-- Opening Marker --

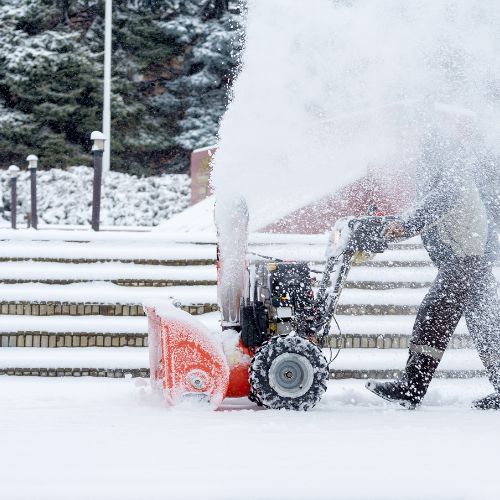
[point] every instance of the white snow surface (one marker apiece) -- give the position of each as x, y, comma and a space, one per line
138, 357
112, 438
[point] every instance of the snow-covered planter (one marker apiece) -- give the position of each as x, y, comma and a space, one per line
65, 197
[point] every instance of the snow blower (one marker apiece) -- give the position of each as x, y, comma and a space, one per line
274, 324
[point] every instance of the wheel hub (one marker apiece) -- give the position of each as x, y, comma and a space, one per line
291, 375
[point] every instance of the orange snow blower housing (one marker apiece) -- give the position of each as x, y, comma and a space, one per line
188, 362
273, 326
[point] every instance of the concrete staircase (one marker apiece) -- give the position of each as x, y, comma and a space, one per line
71, 301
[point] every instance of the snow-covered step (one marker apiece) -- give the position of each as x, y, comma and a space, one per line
105, 293
62, 308
56, 251
116, 272
160, 252
110, 299
369, 277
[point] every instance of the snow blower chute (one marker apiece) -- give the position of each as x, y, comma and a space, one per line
274, 323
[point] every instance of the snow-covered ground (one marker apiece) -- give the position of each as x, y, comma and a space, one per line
112, 438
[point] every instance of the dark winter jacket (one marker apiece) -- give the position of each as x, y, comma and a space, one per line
450, 214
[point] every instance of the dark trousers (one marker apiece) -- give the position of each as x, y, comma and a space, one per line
462, 287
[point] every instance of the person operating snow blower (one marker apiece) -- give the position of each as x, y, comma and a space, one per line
455, 217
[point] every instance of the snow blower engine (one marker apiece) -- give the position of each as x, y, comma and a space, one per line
275, 324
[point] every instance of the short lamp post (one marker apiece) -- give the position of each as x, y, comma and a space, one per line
97, 150
13, 172
32, 166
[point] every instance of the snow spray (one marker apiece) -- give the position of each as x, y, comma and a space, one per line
330, 89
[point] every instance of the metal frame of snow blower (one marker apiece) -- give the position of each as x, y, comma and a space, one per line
279, 298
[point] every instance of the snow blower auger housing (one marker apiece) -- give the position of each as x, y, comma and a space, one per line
271, 350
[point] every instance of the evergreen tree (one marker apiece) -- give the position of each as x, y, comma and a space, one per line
173, 62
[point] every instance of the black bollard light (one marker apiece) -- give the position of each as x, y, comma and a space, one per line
32, 166
97, 150
13, 172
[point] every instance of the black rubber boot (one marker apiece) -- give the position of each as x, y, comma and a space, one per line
411, 387
490, 402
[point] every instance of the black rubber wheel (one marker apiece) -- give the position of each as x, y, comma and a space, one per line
288, 372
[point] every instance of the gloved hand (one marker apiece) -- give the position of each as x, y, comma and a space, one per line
394, 230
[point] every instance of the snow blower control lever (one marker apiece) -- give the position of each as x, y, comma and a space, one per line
280, 297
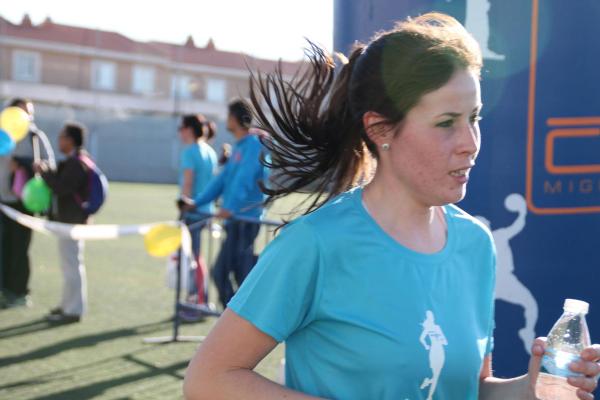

-- Closing Marker --

- Task to complete: Your answer must be an exact transcription of the records above, minus the pictures.

- Task answer:
[point] every instance of the white snow surface (one marker apiece) -- give the position of each as x, y, comma and a space, one per line
138, 357
112, 438
[point] every instance of the snow-covered planter (one marker apiece) -- give the position of each as x, y, comma and a space, one per line
65, 197
[point] every instance of the snow blower (one marker apiece) -- give the position of each as x, y, comma and a space, one per line
274, 324
[point] every instance of the wheel hub (one marker apiece) -- give the position of each as x, y, comma and a space, one per line
291, 375
[point] every instance of the orange snow blower housing (one marker apiece) -- give the position of each as x, y, comma and a space, one per line
188, 362
273, 326
[point] every instance of the concrete staircase (one marker apiece) -- give the position of each as x, y, comma and a space, one per line
71, 301
[point] every instance of the snow-covered step (one marker apiece) -- give the position of each as x, y, comma and a space, one per line
105, 293
62, 308
56, 251
116, 272
160, 252
110, 299
369, 277
[point] every instance of the snow blower chute (one marker apiece) -- give the position of each as x, y, comma and a space, one per line
274, 323
[point] every instance of the snow-covered ground (one marker apiece) -- give the position of each as x, y, comma and a space, one per line
112, 438
[point] every instance of the dark winter jacket (one marker apiece) -- give the position of each as x, y, comma and a space, one per line
450, 214
[point] every instance of the dark trousers (one marker apiece) -- give the position of each as x, y, comma and a space, one per line
462, 287
[point] every instance of the person operating snow blower (one marker apiece) -- give the position of each as x, y, comma and a space, one per line
455, 217
[point] every instance of the snow blower engine (one marker apiece) -- give the position of each as x, y, comma and a space, one per line
275, 324
[point] every instance of the short lamp post (one marker apiece) -- give the position of each as x, y, comma and a space, one per line
97, 150
13, 172
32, 166
[point] every instance of the snow spray (one marker apiece) -- give the position of each as x, y, comma and a space, one per line
330, 89
[point] every instance of the metal frame of snow blower (one marker apiece) -- give the position of each as x, y, comma and a space, one per line
279, 298
[point] every instance of the snow blower auger housing (one marker apiece) -- give the position of each as x, y, comma and a space, one per line
271, 350
[point] every instance of the evergreen tree (one marker apiece) -- give the position of each as x, y, comma and a space, one per line
173, 62
[point] every instance of the black bollard light (one marker apiece) -- give the position of each as x, y, comma and a space, one per line
32, 166
97, 150
13, 172
[point] every instance of the black rubber boot (one marker apiece) -- give the position of each as x, y, comma and a space, one per line
411, 387
490, 402
[point] every instance of the black rubber wheel (one marker apiece) -- give the position of each as x, y, comma and a space, one per line
288, 372
[point] every instance of the gloved hand (one marker apiece) -- give the position of each as x, y, comma and a space, one per line
394, 230
[point] every instance of the snow blower control lever (one marker apiece) -- give the position of each as x, y, comma and a space, one per line
280, 297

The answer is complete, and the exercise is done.